Teks yang Diberikan →
Elephant Kind – Superblue

Apr 7, 2023

Jika diingat kembali, saya lumayan mengikuti sepak terjang Elephant Kind. Mulai dari perkenalan melalui videoklip “Oh Well” yang masih menampilkan sosok John Paul Patton, perdana menyaksikan mereka di gelaran Music Gallery 2016 dan melewati fase bongkar pasang personel, hingga rutin mengunjungi nomor “I Believe In You” dan “Modern Romance Dreaming (Lonely)” sebagai teman berkendara.

Berangkat dari momen-momen tersebut, maka saya cukup antusias ketika mereka mengabarkan tengah menggarap sebuah mini album terbaru berjudul Superblue yang merupakan sebuah kisah lanjutan dari hijrahnya mereka ke London di tahun 2022 silam.

Akan seperti apakah bentuk terbaru dari musik mereka setelah pindah ke sana? Apakah akan terjadi perubahan drastis dalam konteks eksplorasi? Pertanyaan-pertanyaan tersebut mampir di kepala saya, apa lagi setelah mereka merilis single “Rockstar” sebagai pembuka rangkaian menuju Superblue.

Tanpa basa-basi, “Rockstar” langsung memperdengarkan lirik nyentrik khas Elephant Kind. “Pack ‘er up, we’re moving to Bali”, nyanyi Bam Mastro. Ingatan saya langsung dibawa kembali ke album The Greatest Ever, kala mereka dengan nyeleneh menceritakan tentang magis dari Pondok Indah Mall dalam single “Pleaser”.

Dalam sekali putar, saya bisa ambil kesimpulan awal jika Superblue akan penuh dengan lagu-lagu yang jauh dari kata organik. Penuh dengan keterlibatan instrumen elektronik, sebagaimana yang “Rockstar” tampilkan.

Rasa antusias saya kembali berlanjut ketika giliran “Love As” yang selanjutnya dirilis oleh Elephant Kind, single terakhir menuju bentuk keseluruhan dari Superblue. Cukup berbeda dengan “Rockstar”, saya bisa bilang kalau “Love As” merupakan single yang anthemic. Hook yang langsung menonjok, lirik yang mudah dicerna, musik yang lebih ‘goyang’ dari single sebelumnya, menjadi tiga aspek dari konteks anthemic tersebut.

Soal Latihan →
[1] Salin bagian ulasan Superblue yang dimulai dari "Elephant Kind –" dan berakhir pada "tahun 2022 silam.".
[2] Apakah tiap pernyataan berikut sesuai dengan ulasan Superblue: (a) Elephant Kind pindah ke London pada tahun 2022; (b) "Love As" adalah single pertama yang dirilis menuju Superblue; (c) penulis pertama kali menyaksikan Elephant Kind di gelaran Music Gallery 2016? Jawab ya atau tidak untuk masing-masing, disertai kutipan persis dari ulasan yang menjadi penentunya.

Cuplikan dari sebuah dataset →
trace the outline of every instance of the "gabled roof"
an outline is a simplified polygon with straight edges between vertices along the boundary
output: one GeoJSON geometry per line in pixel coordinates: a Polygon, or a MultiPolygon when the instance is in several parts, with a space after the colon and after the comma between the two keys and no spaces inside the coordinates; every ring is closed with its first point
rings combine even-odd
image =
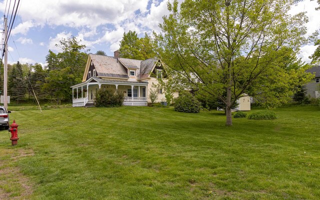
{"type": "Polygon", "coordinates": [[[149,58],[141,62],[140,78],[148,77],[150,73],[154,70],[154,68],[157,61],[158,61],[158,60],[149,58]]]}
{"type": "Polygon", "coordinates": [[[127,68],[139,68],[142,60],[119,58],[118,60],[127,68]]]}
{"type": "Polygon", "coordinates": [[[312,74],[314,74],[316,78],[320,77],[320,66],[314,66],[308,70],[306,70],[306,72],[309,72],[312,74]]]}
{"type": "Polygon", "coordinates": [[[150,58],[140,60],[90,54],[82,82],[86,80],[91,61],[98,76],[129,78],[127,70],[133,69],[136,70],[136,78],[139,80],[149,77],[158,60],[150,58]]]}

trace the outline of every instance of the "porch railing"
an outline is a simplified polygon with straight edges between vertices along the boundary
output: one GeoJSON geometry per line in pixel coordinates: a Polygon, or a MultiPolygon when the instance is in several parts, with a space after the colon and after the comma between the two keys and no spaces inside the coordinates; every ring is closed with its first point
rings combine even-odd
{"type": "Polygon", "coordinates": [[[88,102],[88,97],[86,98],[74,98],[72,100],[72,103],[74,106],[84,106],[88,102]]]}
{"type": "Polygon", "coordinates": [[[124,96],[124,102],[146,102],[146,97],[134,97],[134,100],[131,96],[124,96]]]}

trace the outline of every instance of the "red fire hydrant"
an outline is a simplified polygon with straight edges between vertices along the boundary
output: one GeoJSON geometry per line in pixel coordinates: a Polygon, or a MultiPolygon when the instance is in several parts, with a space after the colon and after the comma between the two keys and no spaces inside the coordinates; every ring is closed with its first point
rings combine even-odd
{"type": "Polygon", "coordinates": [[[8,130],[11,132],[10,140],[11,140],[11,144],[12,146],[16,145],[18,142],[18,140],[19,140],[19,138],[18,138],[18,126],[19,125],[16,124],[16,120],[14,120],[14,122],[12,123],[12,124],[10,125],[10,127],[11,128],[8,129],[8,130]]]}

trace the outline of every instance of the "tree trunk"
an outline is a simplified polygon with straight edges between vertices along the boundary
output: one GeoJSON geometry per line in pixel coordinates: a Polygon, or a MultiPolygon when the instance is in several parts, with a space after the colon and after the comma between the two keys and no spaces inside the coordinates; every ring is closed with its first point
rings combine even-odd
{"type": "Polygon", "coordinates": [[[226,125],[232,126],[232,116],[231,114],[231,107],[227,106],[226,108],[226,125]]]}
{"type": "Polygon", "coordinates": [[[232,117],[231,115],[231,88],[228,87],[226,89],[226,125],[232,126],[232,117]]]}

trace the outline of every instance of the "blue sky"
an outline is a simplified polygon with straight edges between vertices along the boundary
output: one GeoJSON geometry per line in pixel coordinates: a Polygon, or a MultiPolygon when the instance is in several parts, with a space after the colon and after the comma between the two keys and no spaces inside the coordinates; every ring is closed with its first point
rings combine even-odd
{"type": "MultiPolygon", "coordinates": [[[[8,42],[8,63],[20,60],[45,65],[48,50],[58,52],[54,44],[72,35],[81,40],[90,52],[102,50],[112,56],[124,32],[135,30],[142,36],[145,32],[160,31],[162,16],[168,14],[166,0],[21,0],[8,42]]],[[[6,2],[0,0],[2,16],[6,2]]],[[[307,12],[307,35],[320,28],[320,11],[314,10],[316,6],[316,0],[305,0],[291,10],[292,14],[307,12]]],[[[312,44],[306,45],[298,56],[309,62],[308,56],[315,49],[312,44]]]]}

Hasil Tiap Soal →
[1]
Elephant Kind – Superblue

Apr 7, 2023

Jika diingat kembali, saya lumayan mengikuti sepak terjang Elephant Kind. Mulai dari perkenalan melalui videoklip “Oh Well” yang masih menampilkan sosok John Paul Patton, perdana menyaksikan mereka di gelaran Music Gallery 2016 dan melewati fase bongkar pasang personel, hingga rutin mengunjungi nomor “I Believe In You” dan “Modern Romance Dreaming (Lonely)” sebagai teman berkendara.

Berangkat dari momen-momen tersebut, maka saya cukup antusias ketika mereka mengabarkan tengah menggarap sebuah mini album terbaru berjudul Superblue yang merupakan sebuah kisah lanjutan dari hijrahnya mereka ke London di tahun 2022 silam.

[2]
(a) Ya: "hijrahnya mereka ke London di tahun 2022 silam"
(b) Tidak: "single terakhir menuju bentuk keseluruhan dari Superblue"
(c) Ya: "perdana menyaksikan mereka di gelaran Music Gallery 2016"